▶ [Exercise aim] Copy the data below line for line, with no changes.
BEGIN Material to process
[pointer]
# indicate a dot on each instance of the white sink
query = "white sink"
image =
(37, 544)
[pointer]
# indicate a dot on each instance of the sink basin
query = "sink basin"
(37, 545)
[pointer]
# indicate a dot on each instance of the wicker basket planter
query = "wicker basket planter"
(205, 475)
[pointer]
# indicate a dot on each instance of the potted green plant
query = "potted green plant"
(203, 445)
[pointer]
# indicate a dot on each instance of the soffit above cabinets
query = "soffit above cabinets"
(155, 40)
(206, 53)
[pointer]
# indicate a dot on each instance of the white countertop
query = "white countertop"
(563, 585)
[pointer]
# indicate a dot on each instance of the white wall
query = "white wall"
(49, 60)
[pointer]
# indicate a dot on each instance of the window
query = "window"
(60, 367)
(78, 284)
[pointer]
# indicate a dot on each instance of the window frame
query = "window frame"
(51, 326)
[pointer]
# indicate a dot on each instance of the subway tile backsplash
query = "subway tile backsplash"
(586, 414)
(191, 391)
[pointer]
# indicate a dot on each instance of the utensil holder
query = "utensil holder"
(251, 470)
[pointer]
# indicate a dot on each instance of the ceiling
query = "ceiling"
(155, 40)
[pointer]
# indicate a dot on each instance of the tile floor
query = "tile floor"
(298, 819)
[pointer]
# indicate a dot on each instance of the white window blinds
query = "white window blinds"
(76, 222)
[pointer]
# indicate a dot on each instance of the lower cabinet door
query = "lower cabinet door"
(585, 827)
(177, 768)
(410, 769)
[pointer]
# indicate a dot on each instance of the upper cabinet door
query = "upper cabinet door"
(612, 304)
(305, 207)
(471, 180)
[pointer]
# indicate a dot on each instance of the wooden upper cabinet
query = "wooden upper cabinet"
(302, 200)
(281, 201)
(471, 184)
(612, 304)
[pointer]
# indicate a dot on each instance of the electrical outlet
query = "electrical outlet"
END Material to process
▶ [Response to the exercise]
[pointer]
# indicate a dot on each instance of the white sink
query = "white sink"
image =
(37, 544)
[pointer]
# indicate a dot on each instance of the sink basin
query = "sink basin"
(37, 545)
[pointer]
# indicate a dot on each instance of the wicker basket planter
query = "wicker basket planter"
(205, 475)
[pointer]
# indicate a dot on each instance of the potted green plant
query = "potted green plant"
(203, 445)
[pointer]
# indicate a dot on each instance of the soffit above cabinets
query = "soffit above cabinets"
(155, 40)
(206, 53)
[pointer]
# indicate a dot on each instance of the white countertop
query = "white countertop"
(563, 585)
[pointer]
# indicate a dot on each instance of the white wall
query = "white wall"
(49, 60)
[pointer]
# indicate a dot on each instance of the window
query = "window"
(60, 367)
(78, 284)
[pointer]
# indicate a dot on each instance of the window frame
query = "window frame"
(51, 326)
[pointer]
# indicate a dot on each instance of the subway tile backsplash
query = "subway tile backsplash"
(586, 414)
(191, 391)
[pointer]
# indicate a dot on each instance of the utensil holder
query = "utensil holder"
(251, 470)
[pointer]
# indicate a dot on each instance of the ceiling
query = "ceiling"
(155, 40)
[pointer]
# indicate a dot on each instance of the tile floor
query = "tile floor"
(298, 819)
[pointer]
# indicate a dot on each instance of the white window blinds
query = "white window blinds"
(76, 222)
[pointer]
# indicate a dot on each instance of the lower cabinet door
query = "lower cabinet door"
(585, 827)
(177, 768)
(410, 769)
[pointer]
# indicate a dot on each instance of the upper cabinet door
query = "upper cabinet door"
(612, 304)
(305, 207)
(471, 180)
[pointer]
# indicate a dot on each instance of the wooden upper cabinet
query = "wooden upper cabinet"
(302, 200)
(281, 201)
(471, 184)
(612, 304)
[pointer]
# indicate a dot on each instance of the electrical outlet
query = "electrical outlet"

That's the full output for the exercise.